Stored items from a collection:

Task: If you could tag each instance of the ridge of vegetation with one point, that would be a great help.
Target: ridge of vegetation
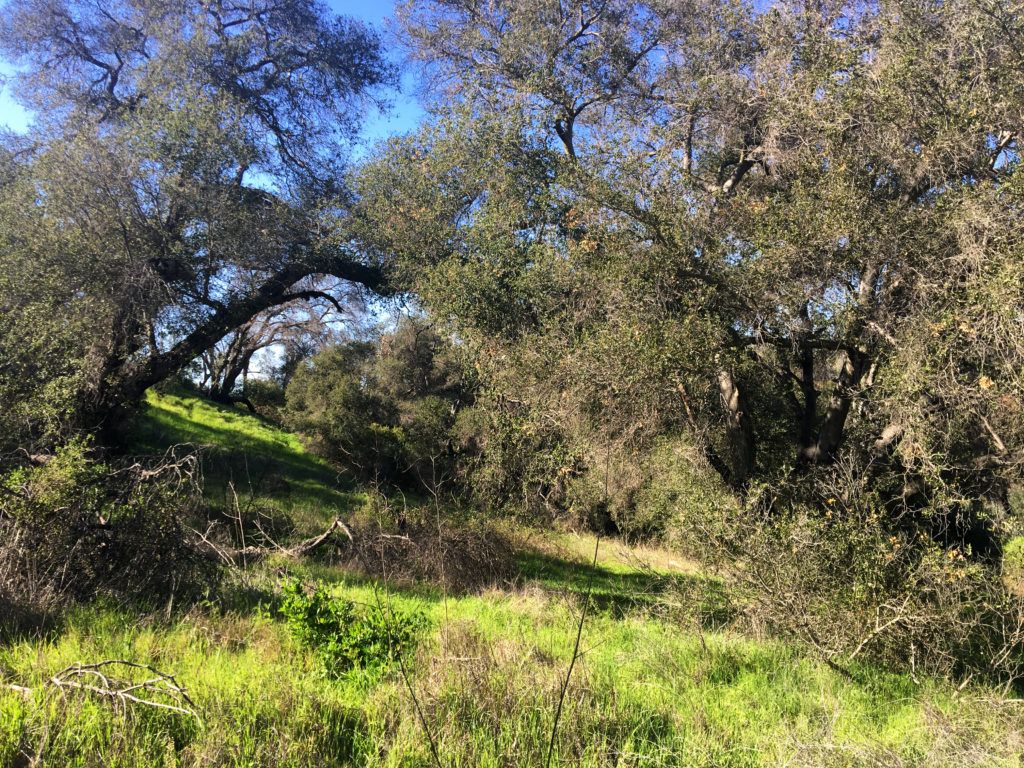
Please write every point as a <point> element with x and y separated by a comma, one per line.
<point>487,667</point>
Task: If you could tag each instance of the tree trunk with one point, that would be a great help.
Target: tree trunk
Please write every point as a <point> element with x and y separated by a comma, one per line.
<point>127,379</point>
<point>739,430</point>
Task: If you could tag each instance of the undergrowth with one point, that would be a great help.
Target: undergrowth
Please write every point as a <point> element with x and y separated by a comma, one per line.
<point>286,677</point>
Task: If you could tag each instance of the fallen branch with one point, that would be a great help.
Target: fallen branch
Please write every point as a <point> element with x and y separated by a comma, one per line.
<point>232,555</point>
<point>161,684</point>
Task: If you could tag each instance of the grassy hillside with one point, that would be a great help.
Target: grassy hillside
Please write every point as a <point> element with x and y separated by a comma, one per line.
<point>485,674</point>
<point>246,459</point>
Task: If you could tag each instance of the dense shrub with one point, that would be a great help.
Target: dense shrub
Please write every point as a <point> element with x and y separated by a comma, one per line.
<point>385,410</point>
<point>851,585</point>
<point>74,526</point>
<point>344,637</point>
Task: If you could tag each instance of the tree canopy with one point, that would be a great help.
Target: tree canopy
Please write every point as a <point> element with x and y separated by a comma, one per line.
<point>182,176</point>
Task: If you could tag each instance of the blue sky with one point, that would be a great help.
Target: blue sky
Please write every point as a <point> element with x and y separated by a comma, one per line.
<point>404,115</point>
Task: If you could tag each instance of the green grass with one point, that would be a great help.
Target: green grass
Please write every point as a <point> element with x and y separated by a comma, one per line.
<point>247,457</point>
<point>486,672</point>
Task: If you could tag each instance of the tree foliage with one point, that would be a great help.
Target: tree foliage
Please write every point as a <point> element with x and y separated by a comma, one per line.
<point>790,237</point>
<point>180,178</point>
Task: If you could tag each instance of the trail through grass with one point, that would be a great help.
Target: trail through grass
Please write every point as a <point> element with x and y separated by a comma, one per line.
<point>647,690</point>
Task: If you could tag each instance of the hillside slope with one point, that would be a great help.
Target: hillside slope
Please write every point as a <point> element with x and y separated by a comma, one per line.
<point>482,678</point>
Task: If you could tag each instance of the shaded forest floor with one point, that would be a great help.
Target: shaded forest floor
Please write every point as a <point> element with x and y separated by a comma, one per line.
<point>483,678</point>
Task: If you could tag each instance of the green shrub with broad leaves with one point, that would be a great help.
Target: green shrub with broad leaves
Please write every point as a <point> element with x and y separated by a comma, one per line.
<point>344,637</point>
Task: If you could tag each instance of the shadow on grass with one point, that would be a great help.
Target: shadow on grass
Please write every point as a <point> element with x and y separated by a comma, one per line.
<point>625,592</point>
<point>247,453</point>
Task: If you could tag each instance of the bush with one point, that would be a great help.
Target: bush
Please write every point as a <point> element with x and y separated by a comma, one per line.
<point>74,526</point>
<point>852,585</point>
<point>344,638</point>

---

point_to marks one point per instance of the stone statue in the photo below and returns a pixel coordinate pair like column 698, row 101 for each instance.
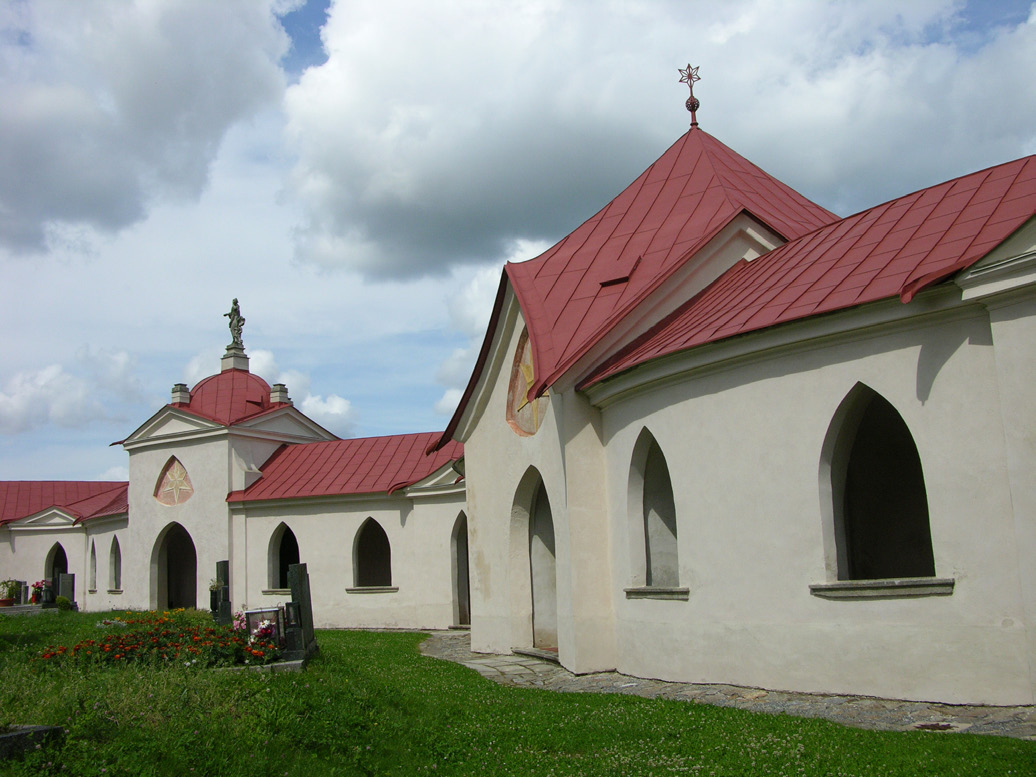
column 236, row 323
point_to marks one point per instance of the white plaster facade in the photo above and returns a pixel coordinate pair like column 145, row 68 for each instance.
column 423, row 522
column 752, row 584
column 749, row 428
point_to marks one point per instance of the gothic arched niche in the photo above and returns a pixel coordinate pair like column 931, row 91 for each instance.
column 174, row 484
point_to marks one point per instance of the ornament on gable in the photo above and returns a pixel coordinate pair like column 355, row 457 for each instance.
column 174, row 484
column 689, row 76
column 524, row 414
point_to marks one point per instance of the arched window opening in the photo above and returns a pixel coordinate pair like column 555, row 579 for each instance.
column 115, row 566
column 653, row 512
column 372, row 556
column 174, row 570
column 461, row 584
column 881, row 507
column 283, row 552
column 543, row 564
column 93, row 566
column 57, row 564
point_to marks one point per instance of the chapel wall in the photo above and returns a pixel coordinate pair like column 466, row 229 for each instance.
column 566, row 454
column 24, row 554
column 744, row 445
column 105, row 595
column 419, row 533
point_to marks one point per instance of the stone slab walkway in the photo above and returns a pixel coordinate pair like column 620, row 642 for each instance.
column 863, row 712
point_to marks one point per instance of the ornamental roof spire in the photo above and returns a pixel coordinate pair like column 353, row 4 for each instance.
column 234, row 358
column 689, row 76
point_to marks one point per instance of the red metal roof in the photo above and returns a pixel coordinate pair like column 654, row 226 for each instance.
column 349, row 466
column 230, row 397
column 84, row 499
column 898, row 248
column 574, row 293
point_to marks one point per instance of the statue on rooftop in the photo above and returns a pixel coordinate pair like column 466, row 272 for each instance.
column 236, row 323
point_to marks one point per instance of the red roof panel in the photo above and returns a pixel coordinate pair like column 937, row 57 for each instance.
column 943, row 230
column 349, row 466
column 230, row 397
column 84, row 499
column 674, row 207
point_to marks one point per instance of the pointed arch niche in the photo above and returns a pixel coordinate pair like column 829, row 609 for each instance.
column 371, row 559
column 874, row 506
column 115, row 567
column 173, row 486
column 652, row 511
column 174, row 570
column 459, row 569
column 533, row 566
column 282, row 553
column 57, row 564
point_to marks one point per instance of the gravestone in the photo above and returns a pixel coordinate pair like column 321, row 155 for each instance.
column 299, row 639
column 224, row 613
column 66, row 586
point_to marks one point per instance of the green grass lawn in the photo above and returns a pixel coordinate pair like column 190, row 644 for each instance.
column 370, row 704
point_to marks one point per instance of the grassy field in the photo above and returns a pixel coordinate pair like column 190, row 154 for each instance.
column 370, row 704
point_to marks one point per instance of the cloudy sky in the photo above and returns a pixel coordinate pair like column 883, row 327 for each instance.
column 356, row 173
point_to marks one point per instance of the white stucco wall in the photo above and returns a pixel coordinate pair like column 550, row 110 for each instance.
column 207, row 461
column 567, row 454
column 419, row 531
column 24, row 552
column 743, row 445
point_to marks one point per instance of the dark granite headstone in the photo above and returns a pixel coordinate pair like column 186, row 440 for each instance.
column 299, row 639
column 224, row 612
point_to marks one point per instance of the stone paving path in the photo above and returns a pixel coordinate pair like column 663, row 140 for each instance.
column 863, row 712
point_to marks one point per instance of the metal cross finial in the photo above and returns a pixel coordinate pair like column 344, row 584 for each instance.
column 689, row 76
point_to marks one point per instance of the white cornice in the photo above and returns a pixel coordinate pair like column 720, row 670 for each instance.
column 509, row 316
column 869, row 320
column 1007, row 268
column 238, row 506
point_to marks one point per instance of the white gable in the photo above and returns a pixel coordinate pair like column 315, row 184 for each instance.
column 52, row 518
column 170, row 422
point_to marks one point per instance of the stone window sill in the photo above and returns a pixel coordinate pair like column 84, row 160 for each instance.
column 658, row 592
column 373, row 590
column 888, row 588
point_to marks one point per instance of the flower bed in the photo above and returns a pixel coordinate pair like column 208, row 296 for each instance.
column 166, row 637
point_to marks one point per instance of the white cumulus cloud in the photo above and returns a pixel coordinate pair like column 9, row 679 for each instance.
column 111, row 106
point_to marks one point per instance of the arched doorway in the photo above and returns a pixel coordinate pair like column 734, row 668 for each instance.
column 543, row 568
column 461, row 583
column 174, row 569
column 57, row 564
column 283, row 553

Work order: The required output is the stretch of entries above from the line containing "Target: green shrub with broad leaves" through the line containing "Target: shadow on grass", reproduced exactly.

Task response:
Target: green shrub with broad leaves
Please write every point as a <point> element with x and y separated by a comma, one per line.
<point>344,637</point>
Task: If you could tag each instance of the shadow on grass with one point, that would be a great help.
Target: shadow on grass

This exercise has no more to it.